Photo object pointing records
:::

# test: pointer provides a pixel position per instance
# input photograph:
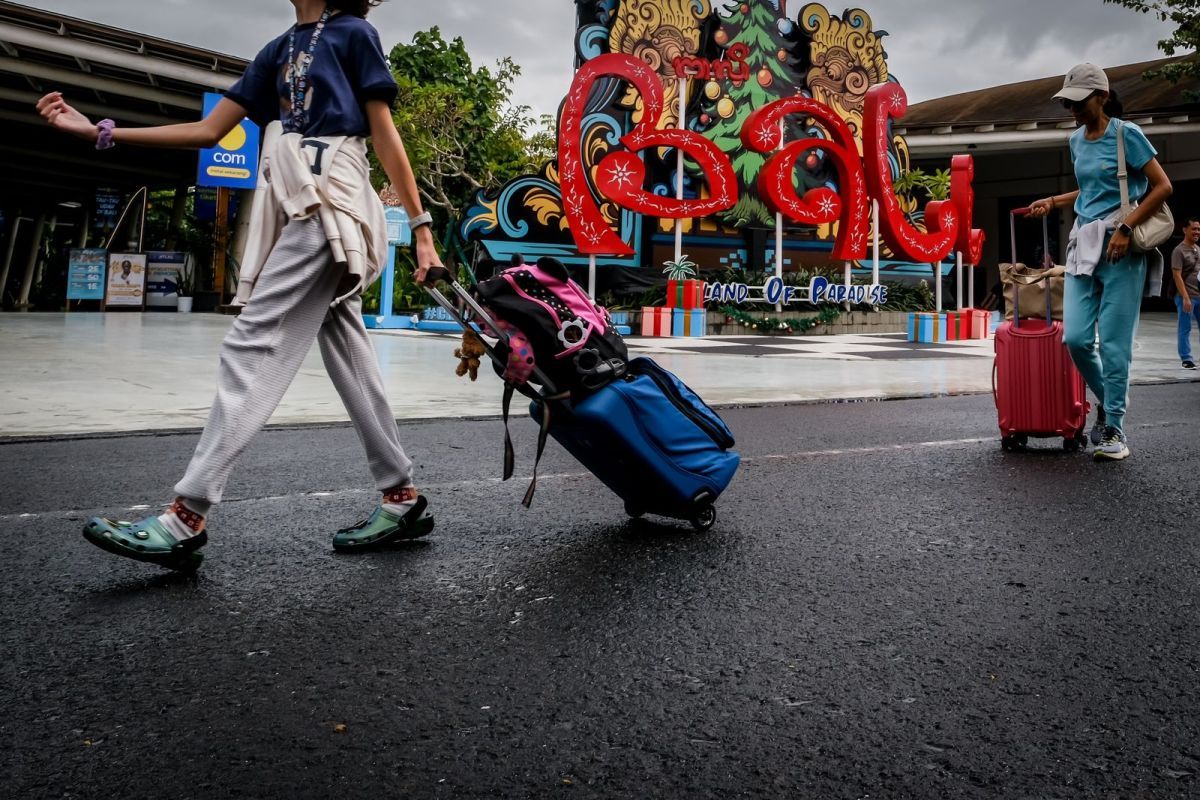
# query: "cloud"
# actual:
(935, 47)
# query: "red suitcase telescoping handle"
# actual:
(1045, 250)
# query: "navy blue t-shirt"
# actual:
(348, 68)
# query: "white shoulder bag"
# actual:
(1153, 232)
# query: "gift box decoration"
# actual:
(977, 323)
(655, 322)
(928, 328)
(953, 326)
(693, 322)
(685, 294)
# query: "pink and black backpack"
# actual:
(553, 324)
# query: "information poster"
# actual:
(85, 274)
(126, 281)
(107, 210)
(163, 269)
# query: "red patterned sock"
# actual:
(399, 499)
(181, 521)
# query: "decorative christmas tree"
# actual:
(762, 28)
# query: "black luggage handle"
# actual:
(1045, 252)
(441, 275)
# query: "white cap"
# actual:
(1083, 80)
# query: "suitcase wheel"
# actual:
(1014, 443)
(705, 517)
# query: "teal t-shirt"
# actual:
(1096, 169)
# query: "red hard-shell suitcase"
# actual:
(1038, 390)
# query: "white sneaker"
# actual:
(1113, 445)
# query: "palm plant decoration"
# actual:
(679, 270)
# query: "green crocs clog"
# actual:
(147, 541)
(383, 528)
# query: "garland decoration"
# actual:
(827, 316)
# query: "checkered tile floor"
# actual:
(828, 348)
(831, 348)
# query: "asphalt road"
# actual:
(887, 607)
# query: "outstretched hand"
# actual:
(426, 259)
(1041, 208)
(55, 110)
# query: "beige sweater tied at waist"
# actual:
(328, 176)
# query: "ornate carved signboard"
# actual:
(784, 118)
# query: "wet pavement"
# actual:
(85, 373)
(887, 607)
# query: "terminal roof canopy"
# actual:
(105, 72)
(1026, 110)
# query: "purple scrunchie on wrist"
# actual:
(105, 137)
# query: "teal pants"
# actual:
(1108, 302)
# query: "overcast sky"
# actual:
(935, 47)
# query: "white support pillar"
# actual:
(875, 242)
(683, 125)
(84, 227)
(51, 227)
(779, 226)
(31, 263)
(958, 274)
(9, 251)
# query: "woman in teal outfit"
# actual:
(1105, 276)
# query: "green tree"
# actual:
(756, 26)
(459, 126)
(1185, 14)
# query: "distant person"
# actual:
(327, 79)
(1105, 277)
(1185, 268)
(126, 275)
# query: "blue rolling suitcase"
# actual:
(646, 435)
(652, 440)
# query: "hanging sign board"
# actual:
(126, 284)
(162, 278)
(233, 163)
(85, 274)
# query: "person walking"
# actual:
(1186, 271)
(1105, 276)
(318, 240)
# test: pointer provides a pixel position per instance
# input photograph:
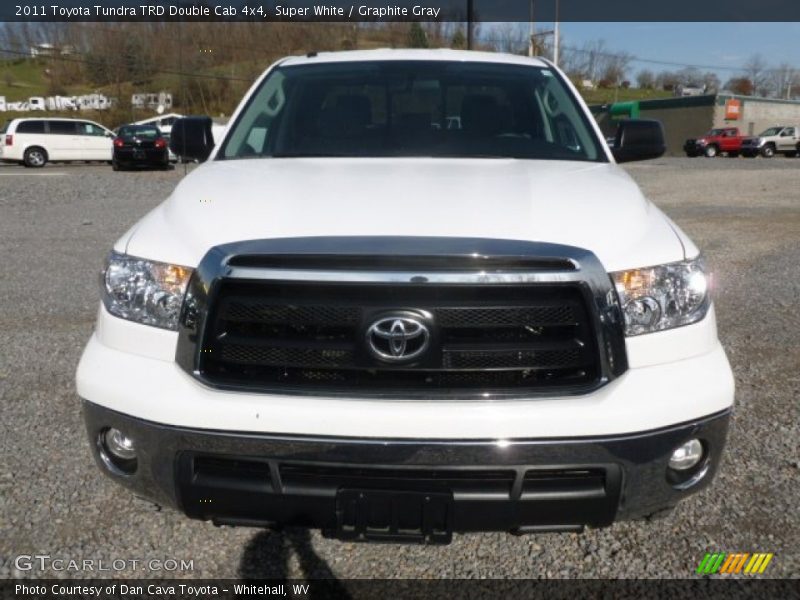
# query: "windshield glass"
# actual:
(145, 132)
(413, 108)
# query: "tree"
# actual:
(511, 39)
(711, 82)
(417, 37)
(645, 80)
(740, 85)
(783, 79)
(459, 41)
(755, 70)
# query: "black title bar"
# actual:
(400, 10)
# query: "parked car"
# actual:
(140, 146)
(781, 139)
(393, 329)
(35, 142)
(717, 141)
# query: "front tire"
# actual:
(35, 158)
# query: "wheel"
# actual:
(35, 157)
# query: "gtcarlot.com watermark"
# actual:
(45, 562)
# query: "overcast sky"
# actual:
(725, 45)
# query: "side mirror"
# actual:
(191, 138)
(638, 139)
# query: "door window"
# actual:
(62, 127)
(86, 128)
(31, 127)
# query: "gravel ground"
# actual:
(56, 226)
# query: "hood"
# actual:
(595, 206)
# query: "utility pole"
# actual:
(531, 33)
(555, 38)
(470, 32)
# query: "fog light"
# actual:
(117, 451)
(686, 455)
(119, 445)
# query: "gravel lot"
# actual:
(57, 224)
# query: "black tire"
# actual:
(35, 157)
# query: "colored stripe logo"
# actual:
(734, 563)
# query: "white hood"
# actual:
(590, 205)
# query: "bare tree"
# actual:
(783, 78)
(755, 69)
(511, 38)
(645, 79)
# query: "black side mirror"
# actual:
(638, 139)
(191, 138)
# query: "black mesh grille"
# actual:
(313, 336)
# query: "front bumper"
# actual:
(522, 485)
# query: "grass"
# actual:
(25, 77)
(608, 96)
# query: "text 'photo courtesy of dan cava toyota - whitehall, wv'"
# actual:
(407, 294)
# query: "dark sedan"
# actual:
(140, 146)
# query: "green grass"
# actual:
(608, 96)
(25, 77)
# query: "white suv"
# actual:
(35, 142)
(410, 293)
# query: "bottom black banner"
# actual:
(397, 589)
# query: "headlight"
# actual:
(144, 291)
(663, 297)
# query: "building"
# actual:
(47, 49)
(692, 116)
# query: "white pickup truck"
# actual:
(410, 293)
(781, 139)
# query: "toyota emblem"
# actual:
(398, 338)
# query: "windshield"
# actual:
(146, 132)
(771, 131)
(413, 108)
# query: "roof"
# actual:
(443, 54)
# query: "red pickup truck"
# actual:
(716, 141)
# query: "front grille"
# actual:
(284, 336)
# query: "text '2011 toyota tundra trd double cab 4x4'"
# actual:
(409, 293)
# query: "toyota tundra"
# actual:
(408, 293)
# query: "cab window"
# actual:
(31, 127)
(62, 127)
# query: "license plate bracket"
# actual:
(394, 516)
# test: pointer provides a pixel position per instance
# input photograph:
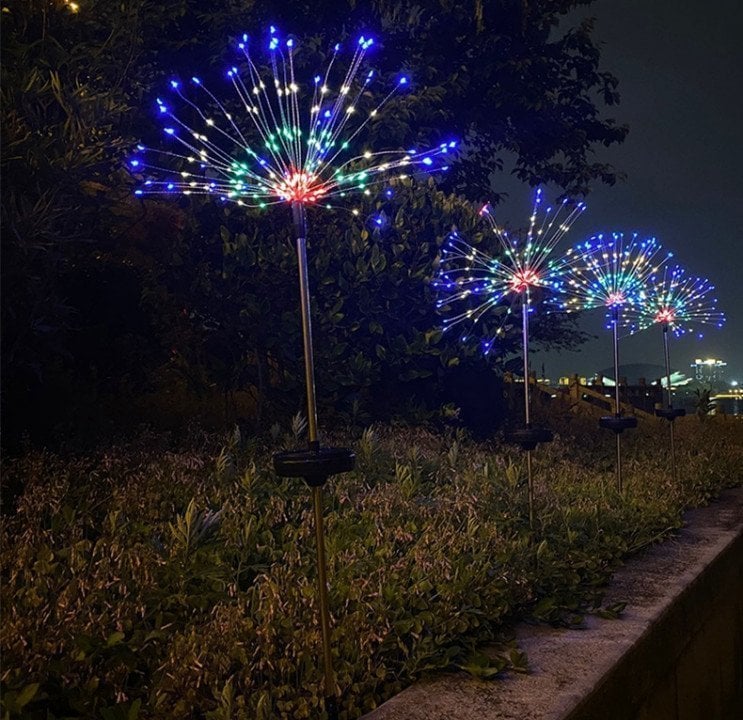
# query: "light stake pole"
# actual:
(264, 156)
(299, 217)
(527, 409)
(617, 423)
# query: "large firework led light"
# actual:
(610, 272)
(677, 302)
(474, 286)
(282, 141)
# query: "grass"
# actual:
(164, 579)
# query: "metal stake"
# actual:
(300, 226)
(617, 406)
(670, 398)
(527, 410)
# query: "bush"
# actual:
(152, 580)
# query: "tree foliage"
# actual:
(105, 295)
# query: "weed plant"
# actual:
(148, 580)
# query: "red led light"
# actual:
(301, 187)
(666, 315)
(523, 279)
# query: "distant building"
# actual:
(709, 370)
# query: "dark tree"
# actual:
(105, 296)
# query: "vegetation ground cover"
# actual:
(167, 577)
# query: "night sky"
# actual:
(680, 67)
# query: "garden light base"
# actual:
(314, 466)
(618, 423)
(670, 414)
(528, 438)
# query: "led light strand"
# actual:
(470, 282)
(276, 151)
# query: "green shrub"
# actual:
(145, 580)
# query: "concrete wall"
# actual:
(689, 663)
(675, 654)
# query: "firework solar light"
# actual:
(678, 302)
(474, 287)
(610, 272)
(267, 146)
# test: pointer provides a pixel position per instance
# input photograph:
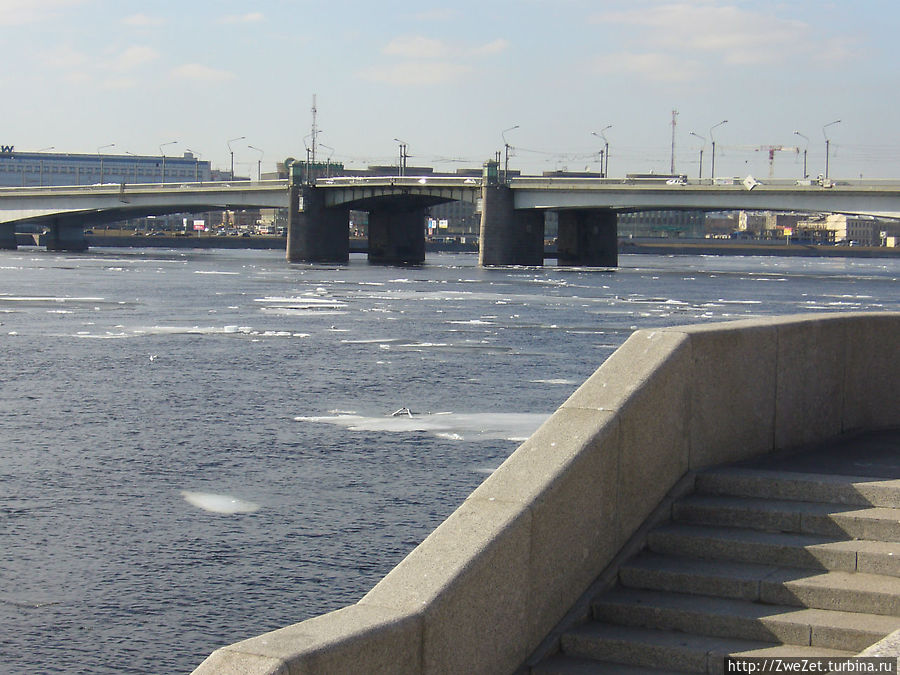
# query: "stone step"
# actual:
(670, 650)
(834, 489)
(560, 664)
(842, 591)
(777, 548)
(729, 618)
(833, 520)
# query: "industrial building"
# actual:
(36, 169)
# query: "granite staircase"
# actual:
(755, 562)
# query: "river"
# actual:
(198, 446)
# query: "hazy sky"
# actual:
(449, 77)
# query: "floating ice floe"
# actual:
(448, 425)
(216, 503)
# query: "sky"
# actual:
(455, 81)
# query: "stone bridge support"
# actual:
(397, 236)
(8, 236)
(587, 237)
(63, 236)
(509, 236)
(316, 233)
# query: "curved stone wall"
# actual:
(481, 592)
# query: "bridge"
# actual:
(512, 209)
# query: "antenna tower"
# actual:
(315, 130)
(674, 123)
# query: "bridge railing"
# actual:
(400, 181)
(143, 187)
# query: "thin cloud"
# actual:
(64, 57)
(497, 46)
(250, 17)
(20, 12)
(428, 61)
(420, 47)
(133, 57)
(201, 73)
(417, 47)
(733, 35)
(436, 15)
(144, 21)
(655, 66)
(414, 73)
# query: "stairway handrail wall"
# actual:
(482, 590)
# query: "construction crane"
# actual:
(771, 149)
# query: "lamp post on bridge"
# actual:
(135, 164)
(805, 150)
(827, 144)
(712, 170)
(52, 147)
(604, 157)
(228, 143)
(197, 157)
(403, 156)
(162, 177)
(700, 172)
(103, 147)
(327, 159)
(506, 147)
(258, 162)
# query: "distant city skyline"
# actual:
(448, 79)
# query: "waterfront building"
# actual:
(36, 169)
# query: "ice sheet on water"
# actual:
(231, 330)
(218, 503)
(448, 425)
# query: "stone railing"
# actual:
(482, 591)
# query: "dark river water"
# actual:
(197, 447)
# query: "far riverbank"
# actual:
(631, 246)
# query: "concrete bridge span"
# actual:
(512, 211)
(66, 210)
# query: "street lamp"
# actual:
(712, 170)
(228, 143)
(327, 159)
(604, 163)
(700, 173)
(403, 156)
(197, 157)
(162, 177)
(258, 162)
(805, 150)
(135, 164)
(103, 147)
(51, 147)
(827, 144)
(506, 148)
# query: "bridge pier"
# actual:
(588, 237)
(8, 236)
(316, 233)
(397, 236)
(65, 237)
(509, 236)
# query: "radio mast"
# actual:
(674, 122)
(315, 130)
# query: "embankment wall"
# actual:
(481, 591)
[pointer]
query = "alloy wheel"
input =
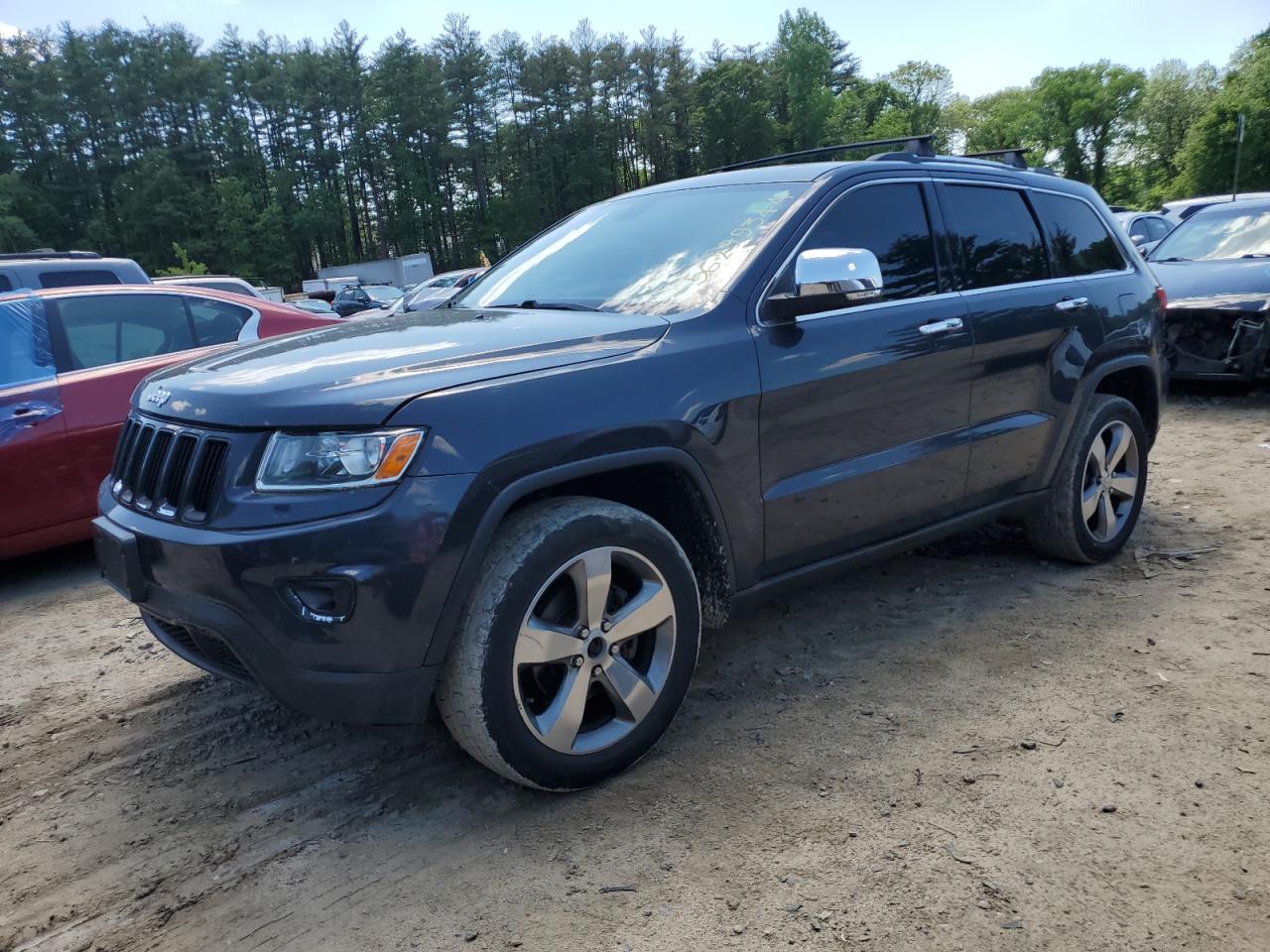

:::

--- Goal ---
Return every line of the listing that contains the string "support".

--- Written response ---
# query: "white support pillar"
# query: "stone bridge support"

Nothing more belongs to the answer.